Goal of the exercise.
Transcribe the records that follow, preserving every word.

Dataset.
—————

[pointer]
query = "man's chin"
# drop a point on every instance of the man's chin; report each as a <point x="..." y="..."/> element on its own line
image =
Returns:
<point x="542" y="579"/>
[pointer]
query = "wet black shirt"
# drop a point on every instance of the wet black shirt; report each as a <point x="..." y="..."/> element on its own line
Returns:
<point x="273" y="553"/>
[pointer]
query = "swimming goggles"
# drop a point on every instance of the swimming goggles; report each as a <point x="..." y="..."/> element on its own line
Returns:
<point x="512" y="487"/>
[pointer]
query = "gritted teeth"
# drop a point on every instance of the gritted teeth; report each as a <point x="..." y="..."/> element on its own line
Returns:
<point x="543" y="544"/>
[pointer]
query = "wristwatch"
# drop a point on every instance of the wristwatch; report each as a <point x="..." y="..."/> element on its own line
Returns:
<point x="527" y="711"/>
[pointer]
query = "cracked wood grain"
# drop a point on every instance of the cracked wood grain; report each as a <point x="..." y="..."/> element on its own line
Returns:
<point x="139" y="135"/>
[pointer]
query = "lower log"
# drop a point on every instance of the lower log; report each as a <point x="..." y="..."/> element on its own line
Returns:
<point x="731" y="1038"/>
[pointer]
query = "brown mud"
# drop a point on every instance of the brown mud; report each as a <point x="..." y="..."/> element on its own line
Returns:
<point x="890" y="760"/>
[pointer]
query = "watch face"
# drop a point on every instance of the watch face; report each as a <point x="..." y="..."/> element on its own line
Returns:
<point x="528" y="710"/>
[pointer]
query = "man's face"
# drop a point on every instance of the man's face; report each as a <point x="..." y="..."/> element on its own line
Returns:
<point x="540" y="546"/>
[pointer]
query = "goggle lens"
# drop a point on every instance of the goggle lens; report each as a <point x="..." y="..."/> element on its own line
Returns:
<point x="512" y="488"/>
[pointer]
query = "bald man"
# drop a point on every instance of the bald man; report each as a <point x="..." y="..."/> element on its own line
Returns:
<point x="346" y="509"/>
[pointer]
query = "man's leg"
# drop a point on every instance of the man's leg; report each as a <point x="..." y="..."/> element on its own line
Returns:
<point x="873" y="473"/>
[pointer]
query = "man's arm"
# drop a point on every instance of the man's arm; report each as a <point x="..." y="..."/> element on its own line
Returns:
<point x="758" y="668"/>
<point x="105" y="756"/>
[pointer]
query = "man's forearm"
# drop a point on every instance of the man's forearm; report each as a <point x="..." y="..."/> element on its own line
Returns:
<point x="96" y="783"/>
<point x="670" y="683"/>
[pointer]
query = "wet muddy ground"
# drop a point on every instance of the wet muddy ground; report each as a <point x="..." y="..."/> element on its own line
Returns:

—————

Response to this exercise.
[pointer]
query = "man's chin"
# drop a point on every instance of the man's chin; report each as a <point x="..." y="..."/> element on its own line
image =
Returns:
<point x="542" y="579"/>
[pointer]
query = "wet black shirt"
# drop a point on every instance of the wet black shirt; report each as a <point x="..." y="..."/> element on its own line
Returns:
<point x="273" y="553"/>
[pointer]
query = "swimming goggles"
# drop a point on every instance of the swimming goggles; report each as a <point x="..." y="..."/> element on its own line
Returns:
<point x="512" y="487"/>
[pointer]
query = "gritted teeth"
# drop a point on every instance of the gritted teeth; report each as a <point x="..." y="..."/> element on its own line
Returns:
<point x="543" y="544"/>
[pointer]
query = "wristwatch"
# drop a point on every instance of the wristwatch; report each as a <point x="..." y="..."/> element on its own line
Returns:
<point x="527" y="711"/>
[pointer]
query = "cracked wood grain"
# drop a point on every instance of the cracked wood grain; report each as a <point x="..." y="..."/> element on its own line
Returns:
<point x="139" y="135"/>
[pointer]
query = "lower log"
# drop a point on every instance of the lower log; report each as a <point x="..." y="..."/> element on its own line
Returns:
<point x="731" y="1038"/>
[pointer]
query = "brown mud"
# drop a point on every instance of the brown mud; report each as a <point x="..." y="..."/> element on its own line
Returns:
<point x="890" y="760"/>
[pointer]
query = "watch face"
# drop a point on every instance of the watch face; report each as a <point x="..." y="..."/> element on its own line
Returns:
<point x="528" y="710"/>
[pointer]
query = "man's face"
# drop a point on every instance of the man's face; report each as a <point x="..." y="..."/> element on its own line
Returns:
<point x="540" y="546"/>
[pointer]
query = "goggle lens"
# drop a point on every instance of the goggle lens; report each as a <point x="..." y="..."/> element on its own line
Returns:
<point x="512" y="488"/>
[pointer]
query = "bald man"
# drop a point on every instance of the bald man; report each as a <point x="..." y="..."/> element on its own line
Returns:
<point x="346" y="509"/>
[pointer]
query = "man's leg"
# drop a point on every instance of the man's leg; report each as a <point x="..." y="..."/> element on its own line
Returns:
<point x="873" y="473"/>
[pointer]
query = "man's arm"
# drop a point on every instance of the man's arm; report each as a <point x="..." y="..."/> element on its own line
Returns:
<point x="758" y="668"/>
<point x="105" y="756"/>
[pointer]
query = "man's forearm"
# drop a point on every instance of the man's forearm; report each as a <point x="..." y="..."/> element on its own line
Returns:
<point x="96" y="783"/>
<point x="670" y="683"/>
[pointer]
query = "wet muddy ground"
# drop a point on every instance of the wet muddy ground; report each as a <point x="..." y="..."/> element on its own line
Returns:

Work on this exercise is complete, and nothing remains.